EXCERPT PROVIDED
####################

RISC-V has compare-and-branch instructions, and also compare
instructions slt and sltu that produce 0 or 1.

Alpha has compare instructions cmpeq cmple cmplt (slt on RISC-V)
cmpule cmpult (sltu on RISC-V) that produce 0 or 1 and branch
instructions that compare with 0.

MIPS has slt and sltu, and a compare-equal-and-branch instruction.

That's clearly basic enough to fit with RISC,
but if the carry out from an operation is what
you want to test, then awkwardness ensues.

carry = sum<operand1

That's one sltu/cmpult instruction.

However, an add with carry-in carry-out is five instructions on these architectures.

- anton
--
'Anyone trying for "industrial quality" ISA should avoid undefined behavior.'
Mitch Alsup, <c17fcd89-f024-40e7-a594-88a85ac10d20o@googlegroups.com>

--- SoupGate-Win32 v1.05
* Origin: fsxNet Usenet Gateway (21:1/5)

From MitchAlsup@21:1/5 to Quadibloc on Fri Jan 12 18:11:17 2024

Quadibloc wrote:

On Mon, 13 Nov 2023 16:10:20 +0100, Terje Mathisen wrote:

MitchAlsup wrote:

Chris M. Thomasson wrote:

Think of LL/SC... If one did not honor the reservation granule....
well... Shit.. False sharing on a reservation granule can cause live
lock and damage forward progress wrt some LL/SC setups.

One should NEVER (N. E. V. E. R.) attempt ATOMIC stuff on an unaligned
container. Only aligned containers possess ATOMIC-smelling properties.

This is so obviously correct that you should not have needed to mention
it. Hammering HW with unaligned (maybe even page-straddling) LOCKed
updates is something that should only ever be done for testing purposes.

While older machines used an "exchange" instruction for something
atomic, the IBM 360 had the "Test and Set" instruction which had a single-byte operand, to avoid the issue.

However, qualifications are needed to make the statement "obviously
correct". Basically, one should never attempt an atomic operation on
an unaligned value in memory... on a machine that does paging. Because
the unaligned value _might_ cross a page boundary.

####################

GIVEN INFORMATION
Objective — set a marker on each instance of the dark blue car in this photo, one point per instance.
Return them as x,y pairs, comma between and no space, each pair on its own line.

####################

WHAT THE EXERCISE ASKS
In the forum thread about compare instructions and atomic operations, how many instructions does an add with carry-in and carry-out take on these architectures?

EXERCISE ANSWER
Five instructions.